* _DATA SECTION_
"""

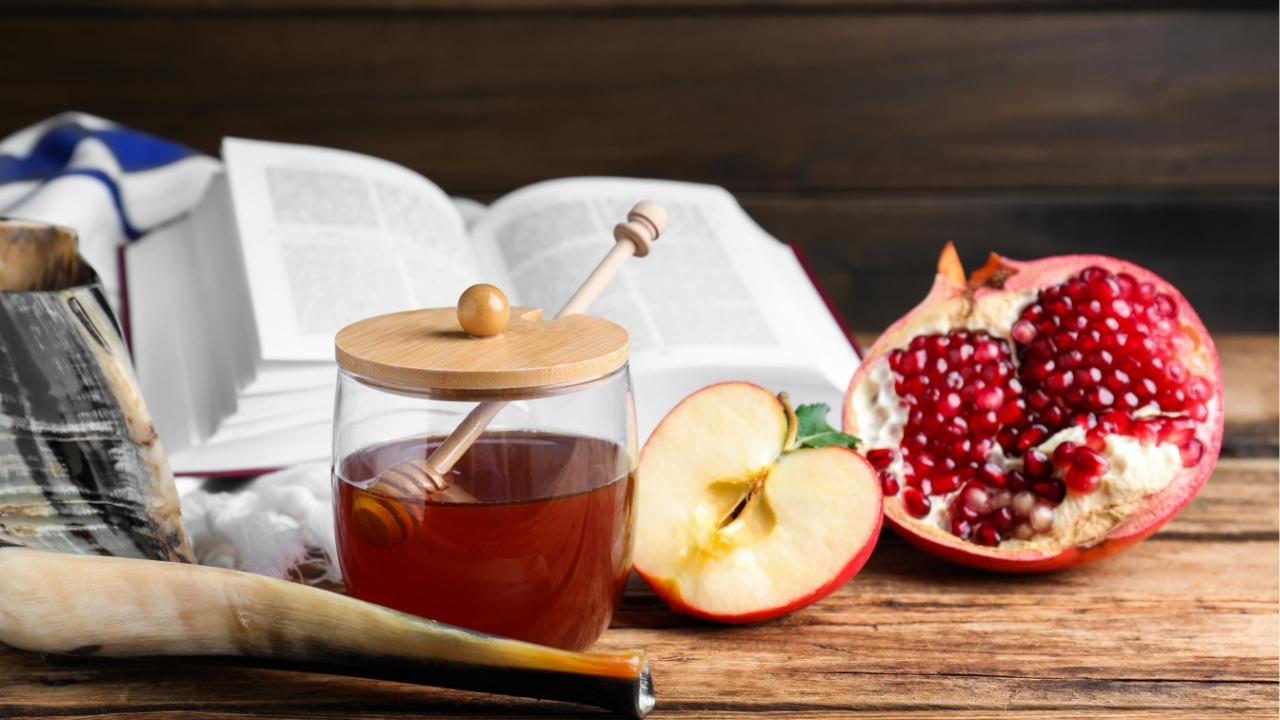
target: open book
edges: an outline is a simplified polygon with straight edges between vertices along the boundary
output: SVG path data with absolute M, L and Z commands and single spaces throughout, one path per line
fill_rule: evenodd
M 199 206 L 125 251 L 134 362 L 175 472 L 328 458 L 338 330 L 451 307 L 477 282 L 553 315 L 645 199 L 667 231 L 589 310 L 631 335 L 641 440 L 725 380 L 838 412 L 857 366 L 792 250 L 721 188 L 573 178 L 485 207 L 355 153 L 233 138 L 222 153 Z

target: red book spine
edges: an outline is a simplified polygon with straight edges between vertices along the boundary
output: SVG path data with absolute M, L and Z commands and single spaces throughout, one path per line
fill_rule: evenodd
M 809 258 L 805 256 L 804 251 L 796 243 L 789 242 L 787 247 L 791 248 L 791 252 L 795 253 L 796 260 L 800 261 L 800 267 L 804 268 L 804 274 L 809 276 L 809 282 L 813 283 L 813 289 L 818 291 L 818 297 L 822 298 L 822 302 L 827 306 L 827 312 L 831 313 L 831 318 L 840 326 L 840 330 L 844 336 L 848 338 L 849 344 L 853 346 L 853 351 L 858 354 L 858 359 L 862 359 L 862 346 L 858 344 L 858 339 L 853 336 L 853 331 L 849 329 L 849 325 L 845 323 L 844 316 L 836 309 L 834 303 L 831 302 L 831 296 L 827 295 L 827 291 L 822 287 L 822 283 L 818 281 L 818 276 L 813 272 L 813 266 L 809 264 Z

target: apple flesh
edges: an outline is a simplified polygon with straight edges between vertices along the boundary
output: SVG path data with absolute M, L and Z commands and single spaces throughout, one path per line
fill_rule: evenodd
M 672 608 L 785 615 L 843 585 L 880 532 L 875 470 L 845 447 L 791 448 L 795 415 L 745 382 L 699 390 L 640 455 L 635 569 Z

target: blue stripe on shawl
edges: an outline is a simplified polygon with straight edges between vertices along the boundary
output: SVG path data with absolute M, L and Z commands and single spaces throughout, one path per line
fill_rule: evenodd
M 41 136 L 26 157 L 0 155 L 0 183 L 56 177 L 85 138 L 96 138 L 115 155 L 125 172 L 151 170 L 195 155 L 178 143 L 135 130 L 91 129 L 76 123 L 59 125 Z M 111 183 L 119 203 L 119 192 Z
M 130 240 L 137 240 L 142 237 L 142 231 L 138 230 L 138 228 L 129 221 L 129 213 L 124 209 L 124 198 L 120 196 L 120 186 L 116 185 L 116 181 L 113 180 L 110 175 L 101 170 L 95 170 L 93 168 L 70 168 L 68 170 L 59 170 L 52 177 L 45 178 L 40 183 L 40 187 L 44 187 L 58 178 L 68 177 L 71 175 L 91 177 L 105 185 L 107 190 L 111 193 L 111 202 L 116 206 L 116 216 L 120 218 L 120 230 L 124 232 L 125 237 L 128 237 Z

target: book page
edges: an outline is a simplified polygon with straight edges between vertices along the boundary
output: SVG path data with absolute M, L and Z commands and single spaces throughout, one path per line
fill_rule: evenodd
M 853 348 L 790 248 L 722 188 L 621 178 L 539 183 L 495 202 L 472 238 L 486 265 L 506 267 L 513 304 L 550 316 L 614 244 L 613 226 L 645 199 L 666 208 L 667 230 L 590 309 L 631 335 L 642 433 L 684 395 L 725 380 L 767 382 L 797 402 L 838 407 L 857 367 Z
M 453 305 L 480 280 L 453 203 L 406 168 L 237 138 L 222 157 L 264 360 L 331 361 L 346 325 Z

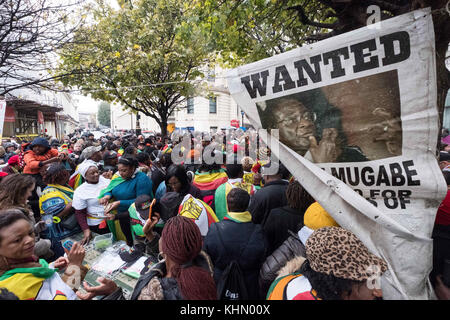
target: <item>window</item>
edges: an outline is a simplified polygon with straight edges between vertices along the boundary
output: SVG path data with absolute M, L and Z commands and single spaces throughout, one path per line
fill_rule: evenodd
M 217 97 L 209 98 L 209 113 L 217 113 Z
M 212 133 L 216 133 L 217 132 L 217 127 L 209 127 L 209 131 Z
M 194 113 L 194 98 L 187 99 L 187 113 Z

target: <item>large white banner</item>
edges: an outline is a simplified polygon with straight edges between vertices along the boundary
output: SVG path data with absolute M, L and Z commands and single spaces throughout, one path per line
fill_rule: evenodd
M 228 85 L 255 128 L 278 129 L 273 153 L 305 189 L 387 261 L 384 297 L 433 297 L 430 236 L 447 187 L 430 10 L 233 69 Z

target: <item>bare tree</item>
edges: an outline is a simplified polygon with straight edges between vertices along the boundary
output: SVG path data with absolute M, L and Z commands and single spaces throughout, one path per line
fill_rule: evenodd
M 82 24 L 84 0 L 0 0 L 0 95 L 23 87 L 54 89 L 55 51 Z M 74 17 L 77 17 L 74 19 Z

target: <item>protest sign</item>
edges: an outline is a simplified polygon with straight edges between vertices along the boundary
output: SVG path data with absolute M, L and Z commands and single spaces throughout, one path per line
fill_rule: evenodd
M 428 299 L 447 190 L 433 21 L 423 9 L 377 24 L 233 69 L 228 86 L 275 156 L 386 260 L 384 297 Z

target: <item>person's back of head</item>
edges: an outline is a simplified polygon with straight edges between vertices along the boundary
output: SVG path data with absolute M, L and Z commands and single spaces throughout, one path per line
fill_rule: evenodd
M 233 188 L 227 195 L 227 206 L 229 212 L 247 211 L 250 195 L 241 188 Z
M 136 154 L 136 148 L 129 145 L 124 149 L 123 154 L 134 155 Z
M 240 163 L 231 163 L 226 165 L 227 175 L 230 179 L 242 178 L 244 169 Z
M 164 168 L 168 168 L 168 167 L 170 167 L 171 165 L 172 165 L 172 155 L 170 154 L 170 153 L 164 153 L 162 156 L 161 156 L 161 165 L 164 167 Z
M 140 163 L 149 164 L 149 162 L 150 162 L 150 155 L 148 153 L 146 153 L 146 152 L 141 152 L 141 153 L 138 153 L 136 155 L 136 159 Z
M 202 236 L 195 222 L 175 216 L 164 226 L 161 249 L 166 266 L 173 265 L 173 278 L 177 280 L 181 295 L 187 300 L 217 300 L 217 291 L 211 273 L 193 263 L 202 249 Z
M 241 164 L 242 164 L 242 169 L 244 171 L 250 172 L 252 170 L 253 167 L 253 159 L 250 157 L 243 157 L 241 160 Z
M 289 207 L 302 212 L 315 201 L 297 180 L 291 181 L 286 188 L 286 199 Z

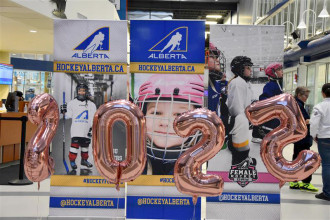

"""

* _THE PROBLEM_
Wherever a picture appears in the data, please drop it and retype the rest exactly.

* _RESPONSE_
target: open book
edges: an outline is a simplified polygon with straight edges between vertices along the boundary
output: SVG path data with absolute M, L and Z commands and single spaces throughout, one path per line
fill_rule: evenodd
M 199 206 L 125 251 L 134 362 L 175 472 L 328 458 L 338 330 L 451 307 L 477 282 L 553 315 L 645 199 L 667 231 L 589 310 L 631 335 L 641 440 L 725 380 L 838 412 L 857 366 L 792 250 L 721 188 L 573 178 L 485 207 L 355 153 L 233 138 L 222 153 Z

target: red book spine
edges: an outline is a simplified polygon with straight edges between vertices along the boundary
output: SVG path data with absolute M, L and Z commands and single spaces throughout, one path per line
fill_rule: evenodd
M 809 258 L 805 256 L 804 251 L 796 243 L 789 242 L 787 247 L 791 248 L 791 252 L 795 253 L 796 260 L 800 261 L 800 267 L 804 268 L 804 274 L 809 276 L 809 282 L 813 283 L 813 289 L 818 291 L 818 297 L 822 298 L 822 302 L 827 306 L 827 312 L 831 313 L 831 318 L 840 326 L 840 330 L 844 336 L 848 338 L 849 344 L 853 346 L 853 351 L 858 354 L 858 359 L 862 359 L 862 346 L 858 344 L 858 339 L 853 336 L 853 331 L 849 329 L 849 325 L 845 323 L 844 316 L 836 309 L 834 303 L 831 302 L 831 296 L 827 295 L 827 291 L 822 287 L 822 283 L 818 281 L 818 276 L 813 272 L 813 266 L 809 264 Z

target: apple flesh
edges: an outline is a simplified polygon with straight edges between vertices along the boundary
output: SVG path data with absolute M, L and Z commands and single spaces throughout, one path per line
fill_rule: evenodd
M 672 608 L 785 615 L 843 585 L 880 532 L 875 470 L 845 447 L 791 448 L 795 415 L 745 382 L 699 390 L 640 455 L 635 569 Z

target: blue stripe on shawl
edges: an outline is a simplified polygon with straight edges between vertices along the boundary
output: SVG path data with absolute M, L and Z commands and single spaces throughout, one path per line
fill_rule: evenodd
M 41 136 L 26 157 L 0 155 L 0 183 L 56 177 L 85 138 L 96 138 L 115 155 L 125 172 L 151 170 L 195 155 L 178 143 L 135 130 L 91 129 L 76 123 L 59 125 Z M 111 183 L 119 203 L 119 192 Z
M 130 240 L 137 240 L 142 237 L 142 231 L 138 230 L 138 228 L 129 221 L 129 213 L 124 209 L 124 198 L 120 196 L 120 186 L 116 185 L 116 181 L 113 180 L 110 175 L 101 170 L 95 170 L 93 168 L 70 168 L 68 170 L 59 170 L 52 177 L 45 178 L 40 183 L 40 187 L 44 187 L 58 178 L 68 177 L 71 175 L 91 177 L 105 185 L 107 190 L 111 193 L 111 202 L 116 206 L 116 216 L 120 218 L 120 230 L 124 232 L 125 237 L 128 237 Z

target: book page
edges: an outline is a simplified polygon with straight edges between vertices along the boundary
output: SVG path data with absolute M, L and Z commands and single spaces throughout, one path per line
fill_rule: evenodd
M 853 348 L 790 248 L 722 188 L 621 178 L 539 183 L 495 202 L 472 238 L 486 265 L 506 267 L 513 304 L 550 316 L 614 244 L 613 226 L 645 199 L 666 208 L 667 230 L 590 309 L 631 335 L 642 433 L 684 395 L 725 380 L 767 382 L 797 402 L 838 407 L 857 367 Z
M 453 305 L 480 280 L 453 203 L 406 168 L 237 138 L 222 157 L 264 360 L 331 361 L 346 325 Z

target: <item>window</item>
edges: an outline is a simplified polygon with straight edges between vertices along the boundary
output: SVG path data with absolute M, L and Z commands and single spaces throughout, one path per line
fill_rule: evenodd
M 217 97 L 209 98 L 209 113 L 217 113 Z
M 212 133 L 216 133 L 217 132 L 217 127 L 209 127 L 209 131 Z
M 194 113 L 194 98 L 187 99 L 187 113 Z

target: <item>large white banner</item>
edges: an outline is a simplified polygon with straight edges between vertices along the boundary
output: SVG path data with absolute M, L and Z commands and single spaces throughout, one path per line
fill_rule: evenodd
M 228 85 L 255 128 L 278 129 L 273 153 L 305 189 L 387 261 L 384 297 L 433 297 L 430 236 L 447 187 L 430 10 L 233 69 Z

target: <item>bare tree</item>
edges: an outline is a simplified polygon with straight edges between vertices along the boundary
output: SVG path data with absolute M, L and Z commands and single spaces throughout, one path per line
fill_rule: evenodd
M 82 24 L 84 0 L 0 0 L 0 95 L 23 87 L 54 89 L 55 51 Z M 74 17 L 77 17 L 74 19 Z

target: <item>protest sign</item>
edges: an outline is a simplified polygon with straight edges between vertices along the boundary
output: SVG path data with absolute M, L and Z commands and single spaces throughout, one path per line
fill_rule: evenodd
M 428 299 L 447 190 L 433 21 L 423 9 L 377 24 L 233 69 L 228 86 L 275 156 L 386 260 L 384 297 Z

target: <item>person's back of head</item>
edges: an outline is a simplified polygon with straight edges between vertices along the boundary
output: SVG path data with absolute M, L and Z commands and single spaces throughout, one path per line
fill_rule: evenodd
M 233 188 L 227 195 L 227 206 L 229 212 L 247 211 L 250 195 L 241 188 Z
M 136 154 L 136 148 L 129 145 L 124 149 L 123 154 L 134 155 Z
M 240 163 L 231 163 L 226 165 L 227 175 L 230 179 L 242 178 L 244 169 Z
M 164 168 L 168 168 L 168 167 L 170 167 L 171 165 L 172 165 L 172 155 L 170 154 L 170 153 L 164 153 L 162 156 L 161 156 L 161 165 L 164 167 Z
M 140 163 L 149 164 L 149 162 L 150 162 L 150 155 L 148 153 L 146 153 L 146 152 L 141 152 L 141 153 L 138 153 L 136 155 L 136 159 Z
M 202 236 L 195 222 L 175 216 L 164 226 L 161 249 L 166 266 L 173 265 L 173 278 L 177 280 L 181 295 L 187 300 L 217 300 L 217 291 L 211 273 L 193 263 L 202 249 Z
M 241 164 L 242 164 L 242 169 L 244 171 L 250 172 L 252 170 L 253 167 L 253 159 L 250 157 L 243 157 L 241 160 Z
M 289 207 L 302 212 L 315 201 L 297 180 L 291 181 L 286 188 L 286 199 Z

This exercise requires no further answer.